Suppress generating WAL records during the upgrade
Dear hackers,
(CC: Julien, Sawada-san, Amit)
This is a fork thread from "[PoC] pg_upgrade: allow to upgrade publisher node" [1]https://commitfest.postgresql.org/44/4273/.
# Background
[1]: https://commitfest.postgresql.org/44/4273/
Followings describe the rough steps:
1. Boot old node as binary-upgrade mode
2. Check confirmed_lsn of all the slots, and confirm all WALs are replicated to downstream
3. Dump slot info to sql file
4. Stop old node
5. Boot new node as binary-upgrade mode
...
Here, step 2 was introduced for avoiding data loss. If there are some WAL records
ahead confirmed_lsn, such records would not be replicated anymore - it may be dangerous.
So in the current patch, pg_upgrade fails if other records than SHUTDOWN_CHECKPOINT
exits after any confirmed_flush_lsn.
# Problem
We found that following three records might be generated during the upgrade.
* RUNNING_XACT
* CHECKPOINT_ONLINE
* XLOG_FPI_FOR_HINT
RUNNING_XACT might be written by the background writer. Conditions for the generation are:
a. Elapsed 15 seconds since the last WAL creation or bootstraping of the process, and either of them:
b-1. The process had never create the RUNNING_XACT record, or
b-2. Some "important WALs" were created after the last RUNNING_XACT record
CHECKPOINT_ONLINE might be written by the checkpointer. Conditions for the generation are:
a. Elapsed checkpoint_timeout seconds since the last creation or bootstraping, and either of them:
b-1. The process had never create the CHECKPOINT_ONLINE record, or
b-2. Some "important WALs" were created after the last CHECKPOINT record
XLOG_FPI_FOR_HINT, which is raised by Sawada-san, might be generated by backend processes.
Conditions for the generation are:
a. Backend processes scanned any tuples (even if it was the system catalog), or either of them:
b-1. Data checksum was enabled, or
b-2. wal_log_hints was set to on
# Solution
I wanted to suppress generations of WALs during the upgrade, because of the "# Background".

What the exercise asks »
Continue the post about suppressing WAL records during pg_upgrade, picking up after its last sentence under "# Solution".

Excerpts of location labeling data:
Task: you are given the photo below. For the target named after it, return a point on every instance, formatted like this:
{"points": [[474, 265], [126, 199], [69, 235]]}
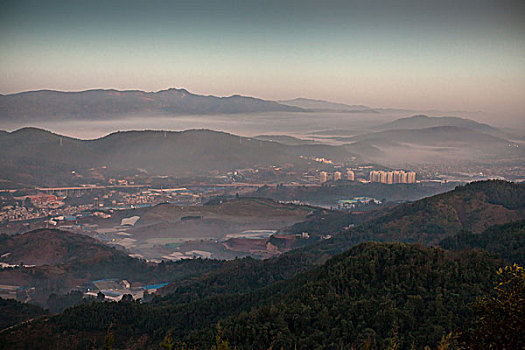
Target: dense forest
{"points": [[507, 241], [374, 291], [339, 293]]}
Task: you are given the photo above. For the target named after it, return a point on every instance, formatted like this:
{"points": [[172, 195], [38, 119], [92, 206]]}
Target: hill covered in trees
{"points": [[375, 291], [338, 291], [507, 241]]}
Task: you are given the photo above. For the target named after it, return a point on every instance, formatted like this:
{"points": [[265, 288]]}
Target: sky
{"points": [[448, 55]]}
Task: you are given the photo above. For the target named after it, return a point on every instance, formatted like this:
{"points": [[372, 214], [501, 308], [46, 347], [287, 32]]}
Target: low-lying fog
{"points": [[295, 124]]}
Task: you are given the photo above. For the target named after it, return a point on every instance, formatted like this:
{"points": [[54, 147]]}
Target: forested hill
{"points": [[494, 201], [507, 241], [375, 290], [474, 207]]}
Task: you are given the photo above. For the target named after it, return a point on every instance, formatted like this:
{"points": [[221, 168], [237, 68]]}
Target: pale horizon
{"points": [[466, 55]]}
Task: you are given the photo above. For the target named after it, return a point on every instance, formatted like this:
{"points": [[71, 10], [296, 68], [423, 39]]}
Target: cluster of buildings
{"points": [[114, 289], [335, 176], [356, 202], [393, 177]]}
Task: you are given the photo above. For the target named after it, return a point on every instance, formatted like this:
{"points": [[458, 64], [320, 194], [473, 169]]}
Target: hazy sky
{"points": [[467, 55]]}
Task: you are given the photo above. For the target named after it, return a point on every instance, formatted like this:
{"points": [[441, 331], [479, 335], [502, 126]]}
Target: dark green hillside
{"points": [[472, 207], [373, 290], [507, 241], [14, 312], [412, 222]]}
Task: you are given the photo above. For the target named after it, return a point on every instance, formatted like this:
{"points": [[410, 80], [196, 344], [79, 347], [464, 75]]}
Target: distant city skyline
{"points": [[446, 55]]}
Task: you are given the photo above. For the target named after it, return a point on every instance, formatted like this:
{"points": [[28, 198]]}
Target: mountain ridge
{"points": [[103, 103]]}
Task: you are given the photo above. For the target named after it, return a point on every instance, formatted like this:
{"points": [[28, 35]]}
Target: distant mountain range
{"points": [[321, 105], [423, 139], [31, 153], [423, 121], [101, 104]]}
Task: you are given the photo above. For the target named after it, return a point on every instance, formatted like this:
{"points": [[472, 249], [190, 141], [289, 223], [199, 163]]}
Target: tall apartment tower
{"points": [[323, 176]]}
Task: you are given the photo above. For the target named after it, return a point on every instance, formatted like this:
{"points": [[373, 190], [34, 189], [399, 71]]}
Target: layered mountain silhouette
{"points": [[158, 152], [102, 104]]}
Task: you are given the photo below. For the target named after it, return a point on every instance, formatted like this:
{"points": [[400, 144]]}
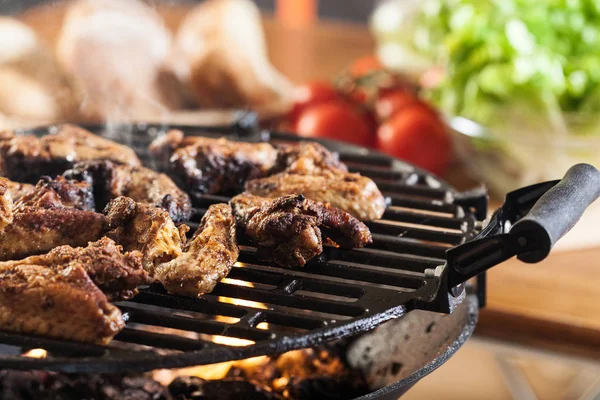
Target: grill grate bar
{"points": [[190, 324], [396, 229], [424, 219], [407, 246], [306, 303], [159, 297], [289, 282], [160, 340]]}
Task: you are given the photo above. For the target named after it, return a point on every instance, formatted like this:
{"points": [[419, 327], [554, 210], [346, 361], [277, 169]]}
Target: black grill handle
{"points": [[528, 225], [557, 211]]}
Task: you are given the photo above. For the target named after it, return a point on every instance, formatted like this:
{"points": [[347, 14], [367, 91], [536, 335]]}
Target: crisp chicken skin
{"points": [[58, 301], [144, 228], [55, 213], [288, 230], [205, 165], [59, 193], [116, 273], [188, 269], [6, 204], [24, 158], [207, 257], [111, 180], [353, 193]]}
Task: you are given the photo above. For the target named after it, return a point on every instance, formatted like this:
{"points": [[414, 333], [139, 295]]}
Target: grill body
{"points": [[338, 295]]}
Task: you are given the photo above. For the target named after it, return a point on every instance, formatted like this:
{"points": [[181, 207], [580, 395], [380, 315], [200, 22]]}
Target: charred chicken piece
{"points": [[6, 203], [353, 193], [55, 213], [204, 165], [59, 301], [289, 230], [207, 257], [141, 184], [37, 230], [144, 228], [59, 193], [188, 269], [116, 273], [18, 190], [307, 158], [25, 158]]}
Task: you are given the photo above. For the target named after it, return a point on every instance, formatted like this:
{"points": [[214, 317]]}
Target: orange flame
{"points": [[36, 353]]}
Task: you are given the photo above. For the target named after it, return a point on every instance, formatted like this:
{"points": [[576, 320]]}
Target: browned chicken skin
{"points": [[207, 257], [144, 228], [58, 193], [204, 165], [141, 184], [18, 190], [55, 213], [188, 269], [289, 230], [116, 273], [58, 301], [6, 203], [24, 158], [353, 193]]}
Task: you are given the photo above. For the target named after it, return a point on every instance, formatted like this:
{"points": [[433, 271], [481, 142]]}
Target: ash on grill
{"points": [[296, 375]]}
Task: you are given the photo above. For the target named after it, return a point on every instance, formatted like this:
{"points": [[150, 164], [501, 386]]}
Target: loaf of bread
{"points": [[117, 51], [220, 53], [33, 86]]}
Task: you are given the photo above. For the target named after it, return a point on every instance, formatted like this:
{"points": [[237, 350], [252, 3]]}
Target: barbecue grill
{"points": [[430, 241]]}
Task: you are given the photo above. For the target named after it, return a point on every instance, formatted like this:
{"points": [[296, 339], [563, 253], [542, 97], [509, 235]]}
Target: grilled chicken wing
{"points": [[289, 230], [188, 269], [207, 257], [116, 273], [58, 193], [6, 203], [141, 184], [25, 158], [58, 301], [307, 158], [37, 230], [55, 213], [145, 228], [353, 193], [18, 190], [204, 165]]}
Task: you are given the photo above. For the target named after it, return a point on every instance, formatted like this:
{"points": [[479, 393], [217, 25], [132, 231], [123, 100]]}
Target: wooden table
{"points": [[554, 304]]}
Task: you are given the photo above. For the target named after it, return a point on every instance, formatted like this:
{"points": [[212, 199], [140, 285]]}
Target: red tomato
{"points": [[392, 101], [416, 135], [311, 93], [336, 120], [364, 66]]}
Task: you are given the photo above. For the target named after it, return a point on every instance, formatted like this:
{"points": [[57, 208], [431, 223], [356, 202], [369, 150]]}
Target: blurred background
{"points": [[500, 93]]}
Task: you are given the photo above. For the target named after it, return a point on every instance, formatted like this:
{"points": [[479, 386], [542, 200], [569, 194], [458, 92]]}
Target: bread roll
{"points": [[117, 50], [33, 87], [220, 52]]}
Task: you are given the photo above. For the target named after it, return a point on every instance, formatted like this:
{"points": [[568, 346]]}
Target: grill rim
{"points": [[143, 361]]}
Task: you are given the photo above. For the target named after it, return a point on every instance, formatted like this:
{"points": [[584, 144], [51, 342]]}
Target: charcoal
{"points": [[193, 388], [17, 385], [324, 388]]}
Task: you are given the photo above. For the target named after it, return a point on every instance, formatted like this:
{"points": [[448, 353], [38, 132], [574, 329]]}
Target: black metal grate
{"points": [[340, 293]]}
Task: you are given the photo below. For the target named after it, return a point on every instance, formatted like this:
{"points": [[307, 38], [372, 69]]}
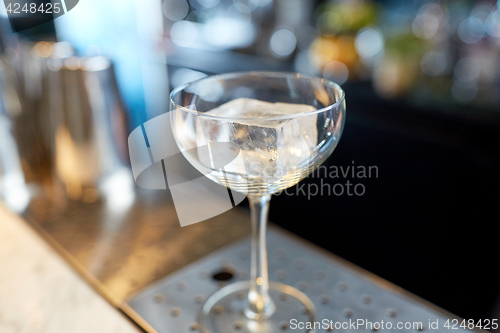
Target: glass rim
{"points": [[257, 73]]}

Response »
Regarding the RUNNING_XACT and CHECKPOINT_ONLINE, it might be OK by removing the
condition b-1. The duration between bootstrap and initial {RUNNING_XACT|CHECKPOINT_ONLINE}
becomes longer, but I could not find impacts by it.
As for the XLOG_FPI_FOR_HINT, the simplest way I came up with is not to call
XLogSaveBufferForHint() during binary upgrade. Considerations may be not enough,
but I attached the patch for the fix. It passed CI on my repository.
Do you have any other considerations about it?
An approach, which adds "if (IsBinaryUpgare)" in XLogInsertAllowed(), was proposed in [2]/messages/by-id/20210121152357.s6eflhqyh4g5e6dv@dalibo.com.
But I'm not sure it could really solve the issue - e.g., XLogInsertRecord() just
raised an ERROR if !XLogInsertAllowed().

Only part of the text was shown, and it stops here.